What the task requires:
All entries below are to be reproduced exactly.

======== Dataset excerpts ========

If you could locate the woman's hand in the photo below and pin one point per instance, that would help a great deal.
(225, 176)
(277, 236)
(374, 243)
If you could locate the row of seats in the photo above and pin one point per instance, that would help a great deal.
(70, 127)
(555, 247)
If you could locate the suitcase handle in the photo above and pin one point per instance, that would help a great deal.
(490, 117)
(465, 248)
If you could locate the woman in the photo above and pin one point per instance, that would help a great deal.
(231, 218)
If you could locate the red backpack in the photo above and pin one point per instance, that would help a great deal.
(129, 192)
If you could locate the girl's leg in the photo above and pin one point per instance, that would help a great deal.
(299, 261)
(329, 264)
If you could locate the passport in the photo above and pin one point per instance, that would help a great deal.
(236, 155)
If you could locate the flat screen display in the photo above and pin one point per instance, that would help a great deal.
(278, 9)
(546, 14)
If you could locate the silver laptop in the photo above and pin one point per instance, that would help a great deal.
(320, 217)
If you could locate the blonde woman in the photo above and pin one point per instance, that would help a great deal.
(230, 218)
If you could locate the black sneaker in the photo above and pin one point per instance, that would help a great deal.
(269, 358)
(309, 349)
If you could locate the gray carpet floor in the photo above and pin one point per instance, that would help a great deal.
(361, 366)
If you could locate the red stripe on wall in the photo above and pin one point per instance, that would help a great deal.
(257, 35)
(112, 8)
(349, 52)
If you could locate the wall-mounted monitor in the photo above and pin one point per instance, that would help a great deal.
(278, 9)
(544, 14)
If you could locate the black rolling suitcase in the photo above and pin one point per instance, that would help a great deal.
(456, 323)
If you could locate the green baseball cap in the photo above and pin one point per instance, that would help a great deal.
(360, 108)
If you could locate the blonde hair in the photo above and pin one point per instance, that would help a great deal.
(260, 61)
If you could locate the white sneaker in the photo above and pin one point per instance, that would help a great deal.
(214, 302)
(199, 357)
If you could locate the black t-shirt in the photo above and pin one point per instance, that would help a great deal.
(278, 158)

========

Finished task:
If you could locate the woman's hand in the photo below and pin one point per instance, that would help a great deal.
(225, 176)
(277, 236)
(374, 243)
If you could locate the row of seats in the photo above and pin one point per instance, that would help a great deal.
(70, 127)
(555, 247)
If you could locate the suitcase handle in the photo above and pin one point per instance, that would help a great deal.
(490, 117)
(465, 248)
If you could locate the woman in the photo above and pin one point per instance, that would help a great deal.
(231, 218)
If you could locate the red backpack in the photo above and pin one point per instance, that would help a great deal.
(129, 192)
If you could locate the girl's leg in the photo above and pin one point per instance, that would help a great deal.
(299, 261)
(329, 264)
If you could locate the passport in the photo above and pin one point per instance, that would help a great deal.
(236, 155)
If you could locate the flat screen display in the photo above and pin one point per instance, that would help a great deal.
(278, 9)
(546, 14)
If you could locate the silver laptop in the photo above and pin one point per instance, that would help a great deal.
(320, 217)
If you could locate the blonde woman in the photo above and pin one point per instance, that would help a great deal.
(230, 218)
If you could locate the black sneaker in the photo above and pin one point per instance, that would help a great deal.
(269, 358)
(309, 349)
If you could locate the gray carpet floor in the photo above and pin one point per instance, that would help a great deal.
(361, 366)
If you could locate the red stripe on wall in the photo above and pin one point per instance, that would help a great deal.
(257, 35)
(112, 8)
(349, 52)
If you could locate the wall-mounted monitor in the photo above and pin one point per instance, that would help a great deal.
(278, 9)
(544, 14)
If you could locate the black rolling suitcase in the photo above and pin one point per instance, that would help a great deal.
(456, 323)
If you could locate the green baseball cap in the photo above and pin one point per instance, that would help a great deal.
(360, 108)
If you could locate the blonde hair in the photo above and pin one point per instance, that would help a great deal.
(260, 61)
If you could locate the white sneaker in the photo above and pin one point per instance, that would help a great deal.
(214, 302)
(199, 357)
If you could locate the black t-shirt in the photo above and pin one point per instance, that would help a great deal.
(278, 158)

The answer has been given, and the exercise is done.